• The request:
Rewrite every row with "even-odd rule" renamed to "parity rule", keeping everything else the same. Omit the pictures from your output.

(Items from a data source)

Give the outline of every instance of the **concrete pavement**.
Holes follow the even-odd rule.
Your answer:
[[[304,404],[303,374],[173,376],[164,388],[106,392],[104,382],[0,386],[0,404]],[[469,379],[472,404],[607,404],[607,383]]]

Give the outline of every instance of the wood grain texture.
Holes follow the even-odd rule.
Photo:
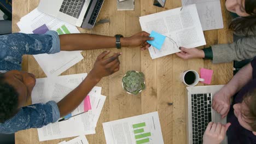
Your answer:
[[[20,18],[38,5],[39,0],[13,1],[13,31],[18,32],[16,23]],[[153,5],[153,1],[136,0],[134,11],[117,11],[116,0],[105,0],[98,17],[108,19],[110,22],[96,25],[92,30],[79,28],[82,33],[113,36],[121,34],[129,37],[141,31],[138,21],[143,15],[176,8],[181,6],[181,1],[168,0],[165,8]],[[228,29],[231,17],[225,9],[225,1],[221,0],[224,23],[223,29],[204,32],[207,45],[230,43],[232,41],[232,31]],[[179,80],[180,74],[188,69],[197,71],[200,68],[214,70],[212,85],[226,83],[232,75],[232,63],[212,64],[210,61],[202,59],[183,60],[175,55],[153,60],[148,51],[141,51],[138,47],[121,50],[111,49],[112,53],[121,52],[119,71],[104,77],[97,85],[102,87],[102,94],[107,99],[96,127],[96,134],[87,135],[90,143],[106,143],[102,123],[110,121],[136,116],[158,111],[159,115],[165,143],[185,143],[185,86]],[[83,51],[84,59],[65,71],[62,75],[89,73],[92,68],[97,56],[106,50]],[[42,69],[31,56],[24,56],[24,70],[35,74],[37,78],[45,77]],[[124,91],[121,79],[127,70],[142,71],[146,75],[146,89],[137,96]],[[199,85],[203,85],[202,83]],[[30,101],[28,104],[30,104]],[[168,103],[173,103],[168,105]],[[15,133],[15,143],[57,143],[73,137],[39,142],[37,130],[22,130]]]

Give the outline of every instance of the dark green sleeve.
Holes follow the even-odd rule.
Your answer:
[[[212,47],[203,49],[202,50],[205,52],[205,59],[211,59],[212,60],[213,57],[213,54],[212,52]]]

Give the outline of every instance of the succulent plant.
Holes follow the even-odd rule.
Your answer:
[[[123,78],[124,89],[129,93],[136,95],[145,89],[144,74],[135,70],[128,71]]]

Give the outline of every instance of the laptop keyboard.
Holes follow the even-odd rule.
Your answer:
[[[205,129],[212,121],[211,94],[193,94],[191,101],[193,144],[201,144]]]
[[[98,13],[100,13],[100,10],[101,10],[101,6],[104,2],[104,0],[98,0],[97,1],[97,3],[95,5],[95,8],[94,9],[94,11],[90,18],[90,20],[89,21],[89,23],[91,25],[94,25],[95,21],[97,19],[97,16],[98,16]]]
[[[85,0],[63,0],[60,11],[78,19]]]

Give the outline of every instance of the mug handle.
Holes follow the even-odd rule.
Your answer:
[[[199,81],[202,81],[202,82],[203,82],[203,81],[205,81],[205,79],[199,78]]]

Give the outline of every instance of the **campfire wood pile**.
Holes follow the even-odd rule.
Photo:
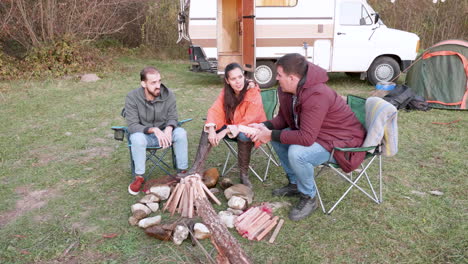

• Task response:
Give the outline of every instance of the **concrete pavement**.
Holes follow the parity rule.
Your answer:
[[[304,404],[303,374],[173,376],[164,388],[106,392],[104,382],[0,386],[0,404]],[[469,379],[472,404],[607,404],[607,383]]]

Give the outline of every instance of the wood grain texture.
Holes follow the parity rule.
Photo:
Your answer:
[[[20,18],[38,5],[39,0],[13,1],[13,31],[18,32],[16,23]],[[153,5],[153,1],[136,0],[134,11],[117,11],[116,0],[105,0],[98,17],[108,19],[110,22],[96,25],[92,30],[79,28],[82,33],[113,36],[121,34],[129,37],[141,31],[138,21],[143,15],[176,8],[181,6],[181,1],[168,0],[165,8]],[[228,29],[231,17],[225,9],[225,1],[221,0],[224,23],[223,29],[204,32],[207,45],[230,43],[232,41],[232,31]],[[179,80],[180,74],[188,69],[197,71],[200,68],[214,70],[212,85],[226,83],[232,75],[232,63],[212,64],[210,61],[202,59],[183,60],[175,55],[153,60],[148,51],[141,51],[138,47],[121,50],[111,49],[112,53],[121,52],[119,71],[104,77],[97,85],[102,87],[102,94],[107,99],[96,127],[96,134],[87,135],[90,143],[106,143],[102,123],[110,121],[136,116],[158,111],[159,115],[165,143],[185,143],[185,86]],[[83,51],[84,59],[65,71],[62,75],[89,73],[92,68],[97,56],[106,50]],[[42,69],[31,56],[24,56],[24,70],[35,74],[37,78],[45,77]],[[124,91],[121,79],[127,70],[142,71],[146,75],[146,89],[137,96]],[[199,85],[203,85],[202,83]],[[30,101],[28,104],[30,104]],[[168,103],[173,103],[168,105]],[[15,133],[15,143],[57,143],[73,137],[39,142],[37,130],[22,130]]]

Give the outline of every instance of the dark green sleeve.
Holes follow the parity rule.
Your answer:
[[[212,47],[203,49],[202,50],[205,52],[205,59],[211,59],[212,60],[213,57],[213,54],[212,52]]]

Give the outline of every instance of the succulent plant.
Holes follow the parity rule.
Your answer:
[[[123,78],[124,89],[129,93],[136,95],[145,89],[144,74],[135,70],[128,71]]]

Give the outline of every instance of the laptop keyboard.
Holes follow the parity rule.
Your answer:
[[[205,129],[212,121],[211,94],[193,94],[191,101],[193,144],[201,144]]]
[[[98,13],[100,13],[100,10],[101,10],[101,6],[104,2],[104,0],[98,0],[97,1],[97,3],[95,5],[95,8],[94,9],[94,11],[90,18],[90,20],[89,21],[89,23],[91,25],[94,25],[95,21],[97,19],[97,16],[98,16]]]
[[[85,0],[63,0],[60,11],[78,19]]]

Give the outline of every instance of the mug handle.
Holes follow the parity rule.
Your answer:
[[[199,81],[202,81],[202,82],[203,82],[203,81],[205,81],[205,79],[199,78]]]

Give the outline of every instance of the **campfire wood pile**.
Holes follow the parity rule.
Photo:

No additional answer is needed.